**ФРАГМЕНТ ДОКУМЕНТА**

Было время, когда песни Александра Галича публиковались в журнале «Юность». За многое не поручусь, но одну я помню точно, там были еще портрет и несколько добрых слов. Разные бывали времена на пашей памяти, такие, что порой и поверить трудно. Как говорил один старый коммерсант, было время, когда в сахар подмешивали соль, а было, когда в соль подмешивали сахар… Но вот что интересно: факт публикации я запомнил, а что за песня, забыл. И теперь, просматривая мысленно все известные мне песни Галича, не могу найти ни одной, чтобы вставить ее в журнал, даже с учетом того либерального времени, когда в соль уже стеснялись подмешивать сахар. Галич писал запрещенные песни — вот первая неизбежная его характеристика.
Когда-нибудь найдется. любитель систематики и напишет историю наших запретов, по годам, а лучше по месяцам. Подсчитав среднее число упоминаний того или иного имени или понятия, он установит примерные даты. Тогда-то запретили, тогда-то разрешили. Или: еще нс разрешено. Или: нс будет разрешено никогда. Но хотелось бы мне, чтобы в этом грядущем исследовании была отражена и одна боковая тема: непредвиденные последствия разрешении. К примеру, разрешили об выпить рюмку — а уж кто-то, глядишь, написал о повальном пьянстве. Разрешили о некоторых трудностях жизни — а уже мы читаем о невозможности жить. Потому что всякие границы и рамки не только ограничивают то, что внутри, — они еще и определяют то, что снаружи.
Автор и исполнитель запрещенных песен, как ни унизительно это признать, до появления соответствующей реляции был благополучным советским писателем, автором достаточно плохих пьес и сценариев. Но вот нам спустили сверху дозволение слегка изменить общественный взгляд — и, рванувшись за рамки, возник Александр Галич. Разрешили немного о лагерях — и вот уже полстраны сидит в кабаках, пропивая реабилитантскую пенсию. Позволили чуточку об отдельных нарушениях — и выплыло тяжкое слово палач, густо, по две штуки на строчку, до привычки, до оскомины, до тошноты, до того, чтобы стать таким же обыденным, как тогда обыденным было занятие. Разрешили… Но дальше этот рефрен и не нужен. Не разрешали, не позволяли, не допускали ни слова о нынешних. А уже поздно, уже не имеет значения, выпустили пташку на волю, теперь попробуйте объясните, до какого столба ей летать.

**ЗАДАЧА 1**
Выпишите дословно из фрагмента документа о песнях Галича отрывок от слов «Автор и исполнитель» до слов «столба ей летать.» включительно.

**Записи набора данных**
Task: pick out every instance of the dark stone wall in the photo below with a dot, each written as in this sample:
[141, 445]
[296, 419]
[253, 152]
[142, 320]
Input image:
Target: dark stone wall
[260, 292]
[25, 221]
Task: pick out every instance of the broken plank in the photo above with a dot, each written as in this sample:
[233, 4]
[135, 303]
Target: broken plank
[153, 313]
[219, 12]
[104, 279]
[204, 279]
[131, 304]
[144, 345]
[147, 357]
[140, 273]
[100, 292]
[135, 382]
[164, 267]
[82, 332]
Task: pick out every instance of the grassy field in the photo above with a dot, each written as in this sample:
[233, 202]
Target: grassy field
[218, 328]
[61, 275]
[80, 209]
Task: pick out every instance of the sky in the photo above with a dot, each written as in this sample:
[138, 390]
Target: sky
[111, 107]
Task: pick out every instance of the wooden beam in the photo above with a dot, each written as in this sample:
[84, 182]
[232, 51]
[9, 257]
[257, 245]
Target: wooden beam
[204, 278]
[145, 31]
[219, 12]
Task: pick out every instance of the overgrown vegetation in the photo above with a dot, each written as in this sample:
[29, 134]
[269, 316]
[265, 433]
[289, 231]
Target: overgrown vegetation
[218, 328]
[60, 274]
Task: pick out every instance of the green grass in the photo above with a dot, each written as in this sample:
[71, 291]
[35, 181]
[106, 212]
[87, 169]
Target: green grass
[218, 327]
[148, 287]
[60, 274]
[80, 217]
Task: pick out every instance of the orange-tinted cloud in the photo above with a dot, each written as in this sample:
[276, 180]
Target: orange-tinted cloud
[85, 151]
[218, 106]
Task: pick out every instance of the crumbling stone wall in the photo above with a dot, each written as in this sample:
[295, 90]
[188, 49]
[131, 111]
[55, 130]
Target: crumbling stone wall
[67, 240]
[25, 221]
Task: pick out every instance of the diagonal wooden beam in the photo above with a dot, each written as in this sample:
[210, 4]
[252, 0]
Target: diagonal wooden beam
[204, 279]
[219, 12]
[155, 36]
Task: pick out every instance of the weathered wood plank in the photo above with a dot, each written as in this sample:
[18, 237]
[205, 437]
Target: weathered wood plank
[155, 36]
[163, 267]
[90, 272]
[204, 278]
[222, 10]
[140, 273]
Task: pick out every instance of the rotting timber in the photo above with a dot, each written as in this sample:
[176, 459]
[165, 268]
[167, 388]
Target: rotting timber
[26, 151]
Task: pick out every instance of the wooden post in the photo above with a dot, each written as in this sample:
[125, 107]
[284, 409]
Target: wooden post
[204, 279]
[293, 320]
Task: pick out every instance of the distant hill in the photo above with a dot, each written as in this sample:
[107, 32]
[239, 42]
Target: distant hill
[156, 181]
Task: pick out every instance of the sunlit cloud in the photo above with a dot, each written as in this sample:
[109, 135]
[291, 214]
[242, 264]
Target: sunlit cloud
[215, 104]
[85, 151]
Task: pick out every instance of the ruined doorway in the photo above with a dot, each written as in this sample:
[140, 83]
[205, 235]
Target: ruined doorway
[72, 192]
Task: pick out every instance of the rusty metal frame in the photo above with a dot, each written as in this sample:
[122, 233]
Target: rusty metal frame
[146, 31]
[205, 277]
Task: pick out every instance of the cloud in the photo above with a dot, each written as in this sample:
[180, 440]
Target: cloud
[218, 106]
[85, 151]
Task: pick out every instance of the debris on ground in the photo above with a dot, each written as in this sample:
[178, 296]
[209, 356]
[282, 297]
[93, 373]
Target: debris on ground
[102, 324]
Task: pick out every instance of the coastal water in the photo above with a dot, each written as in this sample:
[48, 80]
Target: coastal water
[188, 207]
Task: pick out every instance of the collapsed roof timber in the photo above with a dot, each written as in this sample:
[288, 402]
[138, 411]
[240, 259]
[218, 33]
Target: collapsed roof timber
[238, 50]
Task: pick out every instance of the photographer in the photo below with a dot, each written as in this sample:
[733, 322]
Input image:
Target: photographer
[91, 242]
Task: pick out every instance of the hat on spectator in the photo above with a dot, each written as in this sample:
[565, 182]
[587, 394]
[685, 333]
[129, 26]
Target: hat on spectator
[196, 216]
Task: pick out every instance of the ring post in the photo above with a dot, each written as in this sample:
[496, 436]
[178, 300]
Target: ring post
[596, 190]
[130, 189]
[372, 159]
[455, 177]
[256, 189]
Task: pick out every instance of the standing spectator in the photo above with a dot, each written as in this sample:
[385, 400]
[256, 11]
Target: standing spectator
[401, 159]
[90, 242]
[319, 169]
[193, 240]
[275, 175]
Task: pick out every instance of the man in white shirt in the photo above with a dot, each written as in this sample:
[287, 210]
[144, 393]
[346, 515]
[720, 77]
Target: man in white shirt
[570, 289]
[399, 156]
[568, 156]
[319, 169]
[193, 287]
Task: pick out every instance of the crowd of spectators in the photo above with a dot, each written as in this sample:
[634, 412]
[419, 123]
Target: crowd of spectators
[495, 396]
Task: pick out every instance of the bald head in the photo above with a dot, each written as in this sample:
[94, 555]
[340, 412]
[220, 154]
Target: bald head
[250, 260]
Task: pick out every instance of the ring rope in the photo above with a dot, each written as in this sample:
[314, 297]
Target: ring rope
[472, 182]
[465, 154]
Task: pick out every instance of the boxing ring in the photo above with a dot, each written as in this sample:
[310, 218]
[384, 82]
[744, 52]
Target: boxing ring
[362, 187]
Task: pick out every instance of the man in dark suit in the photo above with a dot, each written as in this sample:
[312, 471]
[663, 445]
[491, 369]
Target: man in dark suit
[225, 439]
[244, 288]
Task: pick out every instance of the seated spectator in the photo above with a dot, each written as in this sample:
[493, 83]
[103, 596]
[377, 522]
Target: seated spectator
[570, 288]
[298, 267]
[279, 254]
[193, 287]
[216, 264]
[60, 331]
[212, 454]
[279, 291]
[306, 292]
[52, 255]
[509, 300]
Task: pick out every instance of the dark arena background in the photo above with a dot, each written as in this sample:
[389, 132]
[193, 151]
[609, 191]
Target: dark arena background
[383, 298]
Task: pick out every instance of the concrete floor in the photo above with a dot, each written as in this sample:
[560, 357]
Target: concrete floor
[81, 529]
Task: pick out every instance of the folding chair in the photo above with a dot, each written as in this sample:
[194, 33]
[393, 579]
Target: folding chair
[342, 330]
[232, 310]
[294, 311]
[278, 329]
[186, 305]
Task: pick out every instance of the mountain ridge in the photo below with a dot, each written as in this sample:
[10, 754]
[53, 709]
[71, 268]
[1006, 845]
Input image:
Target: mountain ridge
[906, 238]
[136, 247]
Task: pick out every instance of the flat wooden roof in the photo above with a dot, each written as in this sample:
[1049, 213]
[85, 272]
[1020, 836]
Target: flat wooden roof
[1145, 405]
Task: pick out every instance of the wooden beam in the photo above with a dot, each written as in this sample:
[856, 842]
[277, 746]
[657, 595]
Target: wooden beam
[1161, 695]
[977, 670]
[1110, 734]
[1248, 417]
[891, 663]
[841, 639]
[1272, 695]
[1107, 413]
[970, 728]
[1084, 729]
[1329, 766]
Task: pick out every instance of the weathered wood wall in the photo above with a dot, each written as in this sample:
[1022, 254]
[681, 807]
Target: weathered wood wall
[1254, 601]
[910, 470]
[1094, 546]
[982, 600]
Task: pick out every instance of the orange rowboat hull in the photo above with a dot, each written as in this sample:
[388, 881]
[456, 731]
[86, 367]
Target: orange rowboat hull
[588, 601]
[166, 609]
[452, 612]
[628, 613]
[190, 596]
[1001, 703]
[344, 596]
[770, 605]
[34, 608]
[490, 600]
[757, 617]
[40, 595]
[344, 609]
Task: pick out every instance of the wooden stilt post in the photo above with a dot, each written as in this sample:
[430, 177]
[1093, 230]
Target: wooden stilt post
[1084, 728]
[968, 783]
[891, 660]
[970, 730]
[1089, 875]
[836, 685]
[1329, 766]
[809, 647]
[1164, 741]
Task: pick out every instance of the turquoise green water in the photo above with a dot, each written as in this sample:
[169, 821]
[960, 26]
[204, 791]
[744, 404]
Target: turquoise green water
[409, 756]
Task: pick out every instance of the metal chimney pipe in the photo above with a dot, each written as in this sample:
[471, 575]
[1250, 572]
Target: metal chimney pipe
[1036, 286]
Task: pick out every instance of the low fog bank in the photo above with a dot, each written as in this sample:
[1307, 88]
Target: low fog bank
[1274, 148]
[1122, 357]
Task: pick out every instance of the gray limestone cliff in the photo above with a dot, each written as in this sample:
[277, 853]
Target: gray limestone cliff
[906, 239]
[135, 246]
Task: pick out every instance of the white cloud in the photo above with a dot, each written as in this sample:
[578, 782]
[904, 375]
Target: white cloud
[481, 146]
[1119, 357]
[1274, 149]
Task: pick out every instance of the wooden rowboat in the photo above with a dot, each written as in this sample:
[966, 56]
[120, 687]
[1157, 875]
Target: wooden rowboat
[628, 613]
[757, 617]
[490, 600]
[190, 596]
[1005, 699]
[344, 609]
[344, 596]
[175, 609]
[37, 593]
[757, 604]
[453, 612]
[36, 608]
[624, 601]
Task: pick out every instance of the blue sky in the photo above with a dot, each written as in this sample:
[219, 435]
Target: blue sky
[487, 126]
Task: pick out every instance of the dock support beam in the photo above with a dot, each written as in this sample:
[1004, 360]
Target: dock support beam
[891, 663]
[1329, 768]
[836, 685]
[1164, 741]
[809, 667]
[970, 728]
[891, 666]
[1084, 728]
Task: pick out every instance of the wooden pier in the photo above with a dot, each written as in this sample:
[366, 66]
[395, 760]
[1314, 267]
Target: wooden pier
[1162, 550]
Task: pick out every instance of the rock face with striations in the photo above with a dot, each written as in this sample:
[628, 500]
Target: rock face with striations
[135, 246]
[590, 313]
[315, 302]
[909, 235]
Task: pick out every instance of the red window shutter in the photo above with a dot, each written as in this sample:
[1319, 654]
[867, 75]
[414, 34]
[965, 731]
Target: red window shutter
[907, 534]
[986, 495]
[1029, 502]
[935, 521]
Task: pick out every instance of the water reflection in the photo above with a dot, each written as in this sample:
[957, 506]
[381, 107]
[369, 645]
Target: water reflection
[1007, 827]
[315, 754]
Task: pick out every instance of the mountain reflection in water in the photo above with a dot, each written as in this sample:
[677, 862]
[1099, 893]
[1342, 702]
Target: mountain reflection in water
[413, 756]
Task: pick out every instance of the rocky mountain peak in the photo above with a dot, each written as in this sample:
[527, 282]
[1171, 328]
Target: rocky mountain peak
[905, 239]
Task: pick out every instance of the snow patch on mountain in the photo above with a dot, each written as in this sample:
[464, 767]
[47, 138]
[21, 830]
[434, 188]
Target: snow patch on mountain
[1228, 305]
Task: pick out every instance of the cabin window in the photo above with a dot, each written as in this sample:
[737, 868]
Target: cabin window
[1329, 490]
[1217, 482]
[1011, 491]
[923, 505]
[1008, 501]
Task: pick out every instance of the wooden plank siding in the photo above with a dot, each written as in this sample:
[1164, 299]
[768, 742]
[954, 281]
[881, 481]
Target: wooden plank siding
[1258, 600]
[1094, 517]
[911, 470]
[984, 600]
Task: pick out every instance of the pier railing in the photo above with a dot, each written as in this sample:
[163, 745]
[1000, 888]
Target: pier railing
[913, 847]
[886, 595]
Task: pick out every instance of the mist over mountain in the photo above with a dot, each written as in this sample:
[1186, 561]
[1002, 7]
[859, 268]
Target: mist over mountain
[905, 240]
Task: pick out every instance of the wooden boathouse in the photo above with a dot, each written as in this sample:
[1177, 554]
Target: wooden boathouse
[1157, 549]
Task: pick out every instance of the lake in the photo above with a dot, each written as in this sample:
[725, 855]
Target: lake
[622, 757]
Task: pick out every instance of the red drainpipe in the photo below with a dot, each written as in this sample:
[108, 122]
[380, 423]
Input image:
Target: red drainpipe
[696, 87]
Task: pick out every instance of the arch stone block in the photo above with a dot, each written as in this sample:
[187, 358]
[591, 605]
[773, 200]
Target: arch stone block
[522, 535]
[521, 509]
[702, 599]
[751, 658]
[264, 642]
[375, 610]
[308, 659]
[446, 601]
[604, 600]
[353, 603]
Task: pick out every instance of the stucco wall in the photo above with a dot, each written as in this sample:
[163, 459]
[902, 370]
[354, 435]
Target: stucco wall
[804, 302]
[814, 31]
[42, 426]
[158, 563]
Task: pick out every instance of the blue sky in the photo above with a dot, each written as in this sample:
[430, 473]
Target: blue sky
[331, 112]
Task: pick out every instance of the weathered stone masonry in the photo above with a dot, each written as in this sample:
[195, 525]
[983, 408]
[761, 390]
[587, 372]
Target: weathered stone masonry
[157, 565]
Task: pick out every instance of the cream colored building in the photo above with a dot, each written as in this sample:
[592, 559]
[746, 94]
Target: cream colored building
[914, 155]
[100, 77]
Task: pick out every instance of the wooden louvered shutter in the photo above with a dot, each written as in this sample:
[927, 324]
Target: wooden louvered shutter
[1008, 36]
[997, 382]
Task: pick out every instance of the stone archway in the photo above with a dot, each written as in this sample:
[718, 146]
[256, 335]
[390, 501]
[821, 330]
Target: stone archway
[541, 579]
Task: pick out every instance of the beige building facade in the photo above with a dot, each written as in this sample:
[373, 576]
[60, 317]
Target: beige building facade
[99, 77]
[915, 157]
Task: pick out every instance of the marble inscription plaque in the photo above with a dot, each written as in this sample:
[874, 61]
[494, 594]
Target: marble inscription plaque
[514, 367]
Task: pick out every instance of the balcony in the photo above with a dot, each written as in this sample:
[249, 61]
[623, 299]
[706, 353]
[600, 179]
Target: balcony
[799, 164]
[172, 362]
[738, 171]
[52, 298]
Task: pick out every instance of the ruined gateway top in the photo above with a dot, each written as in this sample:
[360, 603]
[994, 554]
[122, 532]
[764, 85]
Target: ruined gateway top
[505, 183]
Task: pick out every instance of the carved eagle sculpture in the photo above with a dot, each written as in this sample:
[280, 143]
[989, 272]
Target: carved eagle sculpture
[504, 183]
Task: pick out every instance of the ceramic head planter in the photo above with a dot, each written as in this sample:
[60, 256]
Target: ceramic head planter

**ЗАДАЧА 2**
Повторите без изменений строки записей от строки с «Task: pick out every instance of the mountain ridge» до строки с «[1145, 405]» включительно.

**РЕЗУЛЬТАТ 1**
Автор и исполнитель запрещенных песен, как ни унизительно это признать, до появления соответствующей реляции был благополучным советским писателем, автором достаточно плохих пьес и сценариев. Но вот нам спустили сверху дозволение слегка изменить общественный взгляд — и, рванувшись за рамки, возник Александр Галич. Разрешили немного о лагерях — и вот уже полстраны сидит в кабаках, пропивая реабилитантскую пенсию. Позволили чуточку об отдельных нарушениях — и выплыло тяжкое слово палач, густо, по две штуки на строчку, до привычки, до оскомины, до тошноты, до того, чтобы стать таким же обыденным, как тогда обыденным было занятие. Разрешили… Но дальше этот рефрен и не нужен. Не разрешали, не позволяли, не допускали ни слова о нынешних. А уже поздно, уже не имеет значения, выпустили пташку на волю, теперь попробуйте объясните, до какого столба ей летать.

**РЕЗУЛЬТАТ 2**
Task: pick out every instance of the mountain ridge in the photo below with a dot, each written as in this sample:
[10, 754]
[53, 709]
[71, 268]
[1006, 845]
Input image:
Target: mountain ridge
[906, 238]
[136, 247]
Task: pick out every instance of the flat wooden roof in the photo above with a dot, each written as in this sample:
[1049, 213]
[85, 272]
[1020, 836]
Target: flat wooden roof
[1145, 405]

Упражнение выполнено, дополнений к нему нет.